SELECTED TEXT
+ + +
The ruler versus reality: Sometimes things just don’t jive

#508 in a series of true experiences in real estate
April 2006, Hills Newspapers

The first time we went to pick up a new four-drawer filing cabinet at Office Depot we were in Anet’s car. She’d done measurements ahead of time and had planned to use my car to bring it home. But we were in the neighborhood of the store and even if the filing cabinet had to be removed from the box, it would probably fit.

Anet and a young store helper tried but the trunk wasn’t large enough. Space in the back seat would have been sufficient but the car door wouldn’t open quite wide enough. So we went back the following day, this time in my car. My trunk is larger and the back seats fold down. We didn’t expect any problem but Anet measured everything once again. The worker brought the cabinet and lifted it into the car trunk. It fit fine, but only part way.

Inside the car the folded seats (we noticed then for the first time) don’t lie completely flat. They stick up a little. This meant that about half the filing cabinet was inside the car, the other half hung out beyond the back bumper. I would have left it at the store and figured out something later but Anet was determined to make it work. She made sure it was wedged pretty tightly inside so it wouldn’t fall out. She used twine to hold the trunk lid, then drove to the office slow and steady.

Why is it, we asked one another as we drove along with the filing cabinet hanging out the back, that measuring openings for things to move through never seems to work. I remembered and talked about the time my former husband and a friend sawed off pieces of our stairwell to get a large dresser upstairs. The moving company men had tried several times to bend that dresser around the stair corner, then gone home. The dresser had been taken apart, separated into two, top and bottom. Still, it wouldn’t go. Extensive and repetitive measuring had been done.

It should have passed up the stairs; the men kept saying that. Quite a bit of time went by before they sawed a couple of inches off a newel post. They were positive that this would definitely work; it didn’t. Later, more was removed. While the operation proceeded, I stayed where I could not see but could hear what was going on even though I had my hands over my ears.

I think it took “only” two cuts to do the trick; the dresser went into the bedroom. It was years before the newel post surgery was reversed. When we moved out of the house, the movers removed a window and hoisted the dresser out.

Anet told me another wouldn’t-fit story from her college days. Her roommate had moved out of the apartment they had shared and she’d decided she could afford the place on her own. This meant she could again have a piano to play. There wasn’t space in the living room but a piano would fit she thought in the second bedroom.
+ + +
RAW DATA

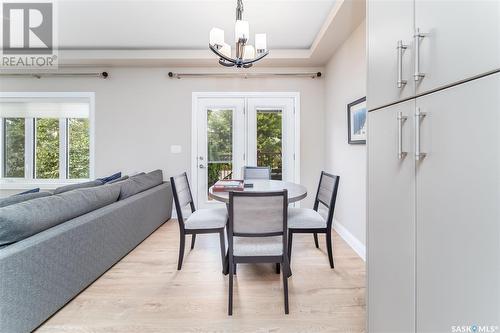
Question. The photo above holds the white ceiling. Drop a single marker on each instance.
+ + +
REQUIREMENT 1
List every piece of furniture that the real estate column mentions.
REQUIREMENT 2
Continue the real estate column from its final sentence, the one about Anet thinking a piano would fit in the second bedroom.

TASK RESPONSE 1
The four-drawer filing cabinet, the dresser, and the piano.

TASK RESPONSE 2
Carefully Anet measured the hall and doorway to the bedroom, then went to a piano rental company, made more measurements and arranged for delivery. The movers had no trouble getting the piano down a flight of stairs and into the basement apartment but refused to even try to move it further. They were responsible they said for delivery to inside the front door only.

Anet measured all over again and was sure the piano would smoothly move to the bedroom but she needed help guiding it to the destination so she called a friend. Together the women got the piano to outside the bedroom doorway until, it would not move further.

At first Anet couldn’t see what the impediment was; everything seemed clear around the door. And then she saw it; she hadn’t measured down to the floor. A tiny piece of baseboard molding – just a corner – was in the way, sticking out perhaps a quarter inch too far.

But Anet was’s jaw was set. She had a saw; she got it. The blade on the saw was large. Instead of cutting a tidy chunk of wood from the baseboard, sawing it vaporized it. No matter, the piano went in.

It was more than a year later when Anet moved out of the apartment. She went to a hardware store to discuss the how to of rebuilding a tiny portion of baseboard. The hardware man listened to her description of the situation, thought for a moment, then asked Anet how she was at sculpting.

He sold her epoxy filler in two bottles, to be mixed together. The product needed to be kneaded, stuck onto the wall, then shaped to resemble what had been there before. Speed was essential when handling the materials; hardening occurred fast.

Anet had enlisted the help of a friend she considered more artistically inclined than she. The friend sat on the floor next to her as she lay on her side kneading the filler. The friend had poised in his hand a small scalpel; he was at the ready.

Anet mixed and kneaded and stuck a glob onto the baseboard. She motioned to her friend who swooped to the spot to make a couple of quick, deft slices with his knife.

Anet put some paint on top. She got her deposit back.